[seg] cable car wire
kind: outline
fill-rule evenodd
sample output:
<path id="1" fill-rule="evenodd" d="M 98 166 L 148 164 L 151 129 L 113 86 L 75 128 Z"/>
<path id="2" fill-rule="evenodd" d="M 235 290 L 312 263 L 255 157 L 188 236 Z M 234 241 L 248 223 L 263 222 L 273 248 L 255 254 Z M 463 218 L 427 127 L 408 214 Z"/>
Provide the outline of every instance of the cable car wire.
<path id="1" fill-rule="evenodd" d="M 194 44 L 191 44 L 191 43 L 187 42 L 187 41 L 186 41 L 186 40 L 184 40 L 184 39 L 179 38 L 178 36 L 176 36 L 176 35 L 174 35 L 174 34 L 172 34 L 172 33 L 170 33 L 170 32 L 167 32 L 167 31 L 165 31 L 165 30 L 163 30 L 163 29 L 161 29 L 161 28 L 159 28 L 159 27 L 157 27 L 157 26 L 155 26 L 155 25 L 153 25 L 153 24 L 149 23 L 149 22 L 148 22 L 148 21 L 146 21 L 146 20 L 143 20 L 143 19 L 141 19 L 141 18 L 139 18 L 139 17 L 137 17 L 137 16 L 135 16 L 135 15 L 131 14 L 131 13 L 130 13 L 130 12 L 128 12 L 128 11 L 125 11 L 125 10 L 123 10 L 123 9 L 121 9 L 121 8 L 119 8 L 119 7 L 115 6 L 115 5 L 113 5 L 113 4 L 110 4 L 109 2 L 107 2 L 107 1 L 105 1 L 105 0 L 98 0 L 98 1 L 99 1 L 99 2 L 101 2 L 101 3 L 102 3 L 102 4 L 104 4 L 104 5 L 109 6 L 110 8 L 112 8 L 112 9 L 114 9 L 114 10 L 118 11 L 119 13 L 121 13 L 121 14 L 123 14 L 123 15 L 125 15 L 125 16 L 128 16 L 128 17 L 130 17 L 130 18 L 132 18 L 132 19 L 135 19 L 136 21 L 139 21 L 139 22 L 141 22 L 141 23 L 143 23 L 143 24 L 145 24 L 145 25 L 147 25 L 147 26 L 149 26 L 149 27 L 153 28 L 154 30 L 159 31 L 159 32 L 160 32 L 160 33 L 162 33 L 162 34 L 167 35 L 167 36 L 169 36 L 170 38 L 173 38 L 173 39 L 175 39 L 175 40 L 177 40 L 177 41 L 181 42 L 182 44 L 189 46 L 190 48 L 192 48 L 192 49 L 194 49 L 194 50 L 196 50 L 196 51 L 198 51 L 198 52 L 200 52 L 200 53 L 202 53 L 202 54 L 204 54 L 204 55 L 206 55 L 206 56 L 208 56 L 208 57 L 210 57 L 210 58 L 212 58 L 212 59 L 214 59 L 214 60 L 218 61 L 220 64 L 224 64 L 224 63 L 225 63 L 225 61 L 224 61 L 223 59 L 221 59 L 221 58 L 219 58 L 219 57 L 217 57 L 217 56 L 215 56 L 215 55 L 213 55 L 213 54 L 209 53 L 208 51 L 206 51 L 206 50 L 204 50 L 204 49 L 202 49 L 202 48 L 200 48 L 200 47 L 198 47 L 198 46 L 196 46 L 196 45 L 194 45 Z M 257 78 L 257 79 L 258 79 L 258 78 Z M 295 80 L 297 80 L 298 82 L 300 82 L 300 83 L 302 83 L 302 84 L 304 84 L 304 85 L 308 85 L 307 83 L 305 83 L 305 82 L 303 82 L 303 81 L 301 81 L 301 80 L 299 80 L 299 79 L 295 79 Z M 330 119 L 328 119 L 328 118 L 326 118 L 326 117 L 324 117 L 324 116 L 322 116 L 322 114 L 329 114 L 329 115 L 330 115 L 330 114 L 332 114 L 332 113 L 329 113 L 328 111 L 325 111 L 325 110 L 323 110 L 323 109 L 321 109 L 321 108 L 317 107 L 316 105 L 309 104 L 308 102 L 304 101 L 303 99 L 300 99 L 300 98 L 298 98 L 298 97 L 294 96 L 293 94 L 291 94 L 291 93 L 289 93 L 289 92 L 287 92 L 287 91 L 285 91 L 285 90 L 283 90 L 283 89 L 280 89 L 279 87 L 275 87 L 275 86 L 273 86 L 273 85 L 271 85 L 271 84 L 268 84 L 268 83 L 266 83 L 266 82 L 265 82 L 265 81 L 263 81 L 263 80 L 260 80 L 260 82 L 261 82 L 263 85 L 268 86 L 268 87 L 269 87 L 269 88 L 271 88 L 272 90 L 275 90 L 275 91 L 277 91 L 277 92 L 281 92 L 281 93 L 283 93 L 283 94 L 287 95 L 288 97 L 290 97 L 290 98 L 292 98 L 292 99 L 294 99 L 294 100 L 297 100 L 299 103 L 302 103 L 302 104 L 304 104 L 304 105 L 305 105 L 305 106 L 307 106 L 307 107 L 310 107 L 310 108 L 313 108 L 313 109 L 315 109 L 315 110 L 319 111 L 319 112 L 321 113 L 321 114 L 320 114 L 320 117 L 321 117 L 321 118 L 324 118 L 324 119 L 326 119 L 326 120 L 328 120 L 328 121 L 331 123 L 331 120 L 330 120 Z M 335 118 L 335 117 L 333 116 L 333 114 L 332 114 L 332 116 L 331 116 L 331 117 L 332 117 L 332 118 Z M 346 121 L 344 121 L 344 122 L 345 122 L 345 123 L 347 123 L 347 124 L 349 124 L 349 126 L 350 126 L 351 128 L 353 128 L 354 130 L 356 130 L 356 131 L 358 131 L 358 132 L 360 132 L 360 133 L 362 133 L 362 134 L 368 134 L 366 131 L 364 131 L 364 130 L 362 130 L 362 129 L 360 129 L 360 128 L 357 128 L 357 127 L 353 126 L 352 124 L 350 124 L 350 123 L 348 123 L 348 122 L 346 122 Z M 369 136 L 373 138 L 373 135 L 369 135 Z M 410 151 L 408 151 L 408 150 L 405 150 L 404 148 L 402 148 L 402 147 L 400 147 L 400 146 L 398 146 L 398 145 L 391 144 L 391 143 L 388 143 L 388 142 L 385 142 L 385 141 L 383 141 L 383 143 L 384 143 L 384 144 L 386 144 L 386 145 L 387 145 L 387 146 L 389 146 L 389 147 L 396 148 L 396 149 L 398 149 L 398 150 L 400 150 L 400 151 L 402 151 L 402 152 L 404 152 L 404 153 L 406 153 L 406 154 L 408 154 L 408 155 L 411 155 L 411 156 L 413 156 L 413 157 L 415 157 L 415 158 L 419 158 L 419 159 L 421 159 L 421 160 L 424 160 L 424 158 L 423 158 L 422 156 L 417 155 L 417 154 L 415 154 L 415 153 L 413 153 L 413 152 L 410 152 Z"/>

EXERCISE AIM ->
Write out exactly the lines that fall from the line with "98 166 L 148" to the line with "235 290 L 312" in the records above, keeping both ends.

WRITTEN REPLY ->
<path id="1" fill-rule="evenodd" d="M 98 166 L 148 164 L 151 129 L 113 86 L 75 128 Z"/>
<path id="2" fill-rule="evenodd" d="M 235 290 L 312 263 L 255 157 L 188 236 Z M 234 241 L 248 223 L 263 222 L 273 248 L 255 254 Z M 463 218 L 427 127 L 408 214 Z"/>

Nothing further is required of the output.